Text extract -
============
I was pretty much forced to it due to my economic circumstances. Also it is really hard to find a place to live here...I just had to take whatever I could find...

I'm trying to find a new place, cant stand it here, sick and tired of living with other strangers.

The plan was to clean one week each. There are two bathrooms and I share mine with this guy. I noticed that he didn't clean the next week, but didn't care. I thought, well then I wont clean the next week either. I don't really care about it, so for me the ideal to just let it be. He has not brought it up since. Strange how it mattered so much to him exactly the week I was the most busy...

 

It is a combination of my anxiety and the fact that I don't like these people that makes it exhausting to live here. I just wanted to share the door slamming thing cause I have lived several places and noticed it several times. It also brings back memories to when I was living home and my sisters would slam the kitchen door after an argument. Sometimes so hard that some plates would fall down to the floor and brake. I'm a pretty sensitive guy and this stuff creates a very hostile environment.
============
Provided records -
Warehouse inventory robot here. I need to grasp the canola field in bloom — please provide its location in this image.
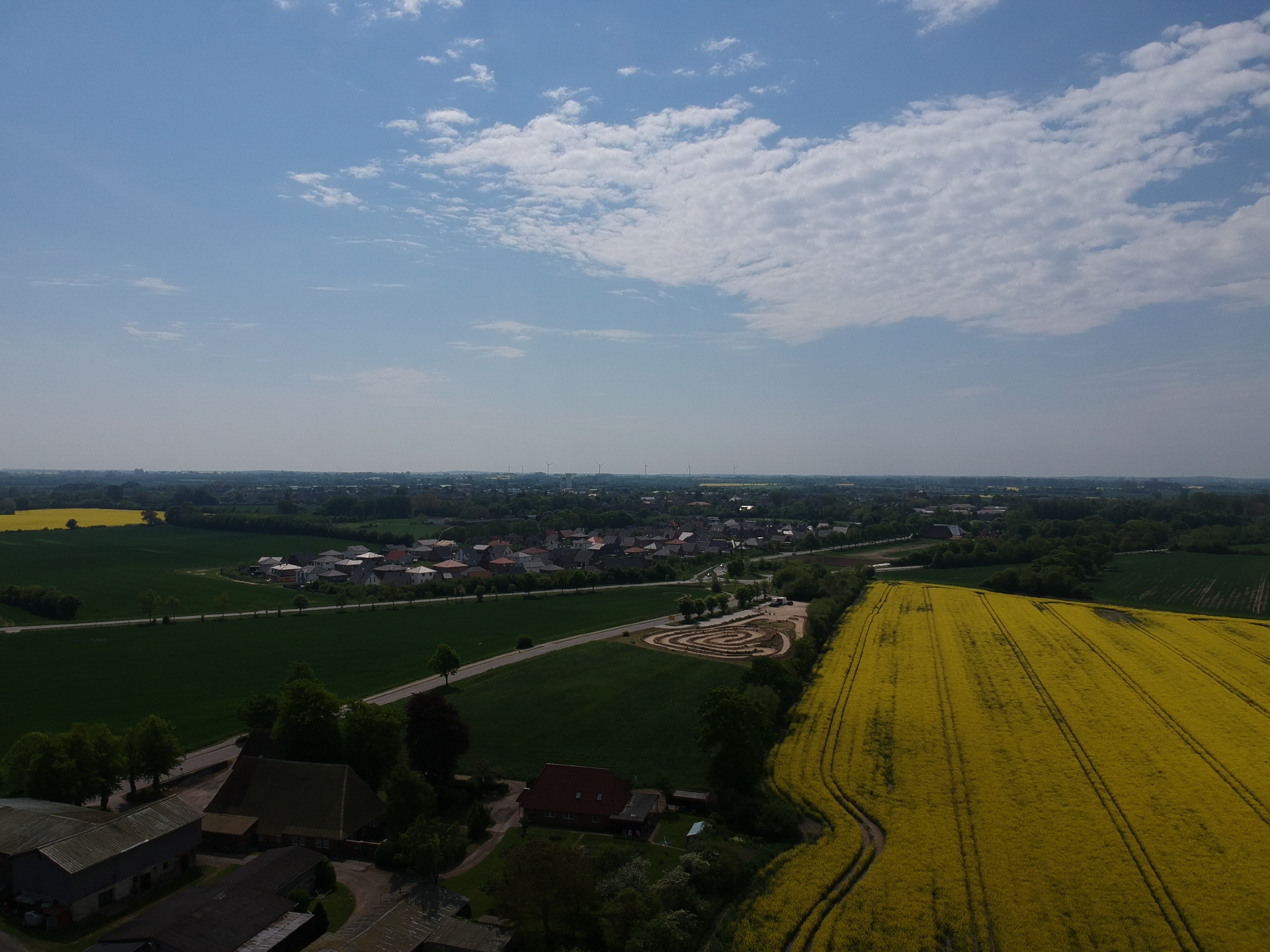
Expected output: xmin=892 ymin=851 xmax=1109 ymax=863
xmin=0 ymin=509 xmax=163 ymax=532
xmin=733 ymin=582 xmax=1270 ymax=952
============
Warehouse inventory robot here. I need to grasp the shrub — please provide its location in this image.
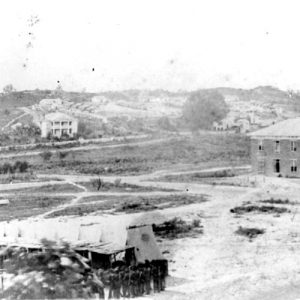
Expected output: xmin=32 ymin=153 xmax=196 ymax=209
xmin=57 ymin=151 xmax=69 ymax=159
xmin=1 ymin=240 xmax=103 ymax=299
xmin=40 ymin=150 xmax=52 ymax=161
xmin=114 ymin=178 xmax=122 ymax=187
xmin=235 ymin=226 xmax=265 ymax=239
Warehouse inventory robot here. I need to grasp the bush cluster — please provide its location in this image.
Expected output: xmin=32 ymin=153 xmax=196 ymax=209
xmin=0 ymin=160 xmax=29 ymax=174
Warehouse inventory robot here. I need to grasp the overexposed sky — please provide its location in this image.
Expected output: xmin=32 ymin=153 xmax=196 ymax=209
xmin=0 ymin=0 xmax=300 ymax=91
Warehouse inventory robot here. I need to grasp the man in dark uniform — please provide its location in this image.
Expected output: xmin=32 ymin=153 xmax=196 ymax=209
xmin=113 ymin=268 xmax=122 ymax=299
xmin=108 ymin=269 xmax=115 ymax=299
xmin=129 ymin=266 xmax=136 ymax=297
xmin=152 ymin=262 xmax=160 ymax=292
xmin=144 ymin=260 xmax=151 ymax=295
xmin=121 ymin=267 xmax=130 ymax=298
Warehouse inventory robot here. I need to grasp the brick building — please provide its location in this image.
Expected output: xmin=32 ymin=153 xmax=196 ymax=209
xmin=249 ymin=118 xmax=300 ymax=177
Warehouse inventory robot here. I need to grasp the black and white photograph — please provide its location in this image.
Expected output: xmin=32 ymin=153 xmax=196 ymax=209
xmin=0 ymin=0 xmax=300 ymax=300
============
Written task 1 - Return the passage from the roommate post between "I'm trying to" and "the most busy...", inclusive.
Written task 2 - In the roommate post, what was the cleaning plan?

Final answer 1 -
I'm trying to find a new place, cant stand it here, sick and tired of living with other strangers.

The plan was to clean one week each. There are two bathrooms and I share mine with this guy. I noticed that he didn't clean the next week, but didn't care. I thought, well then I wont clean the next week either. I don't really care about it, so for me the ideal to just let it be. He has not brought it up since. Strange how it mattered so much to him exactly the week I was the most busy...

Final answer 2 - To clean one week each.